SUPPLIED ENTRIES start

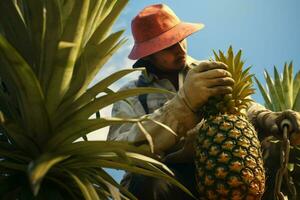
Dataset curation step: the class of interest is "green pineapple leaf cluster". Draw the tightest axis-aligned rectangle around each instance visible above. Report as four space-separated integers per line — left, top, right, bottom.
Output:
0 0 191 200
202 46 254 116
254 62 300 199
254 62 300 112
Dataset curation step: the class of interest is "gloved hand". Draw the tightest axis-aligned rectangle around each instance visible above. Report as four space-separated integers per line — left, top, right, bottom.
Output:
178 61 234 112
254 110 300 145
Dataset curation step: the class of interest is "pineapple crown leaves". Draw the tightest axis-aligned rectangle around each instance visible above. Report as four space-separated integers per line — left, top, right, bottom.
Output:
204 46 254 115
255 62 300 112
0 0 192 199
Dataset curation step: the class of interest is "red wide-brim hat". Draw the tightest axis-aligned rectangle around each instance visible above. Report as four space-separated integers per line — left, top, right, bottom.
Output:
128 4 204 60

SUPPLIED ENTRIES end

**SHORT EXERCISE**
Reproduce every line of the material above, requests included, but rescale each bounding-box coordinate in the answers by multiplying it by 1.05 and rounding to the nearest whole number, with halves going up. Leave the pictures out.

**WORKED ANSWER**
Dataset curation step: the class of interest is "green pineapple leaf cluster". Draw the tightest axis-aligned rectangle around each instance visible above. Report as four space-separated integers per line — left, top, right, bottom.
Output:
0 0 201 210
212 48 267 122
267 65 315 209
267 65 315 118
Dataset curation step: the class of interest is "gloved hand". Draw the tightest axis-aligned rectangle around each instance visible above. Report as four space-separated integers per line — left, top, right, bottom.
Output:
187 64 246 118
267 116 315 152
Dataset curation step: the class of interest is "pineapple crown leaves". Draw the tightest axis-aligned rectangle around each instance visible above. Report as four space-separated integers per line — left, top, right, bottom.
Output:
214 48 267 121
268 65 315 118
0 0 202 209
Dataset curation step: the class of interest is "red wide-brim hat". Draw the tightest axis-aligned rectangle around each instance visible above. Report as four space-separated integers per line — left, top, right, bottom.
Output:
134 4 214 63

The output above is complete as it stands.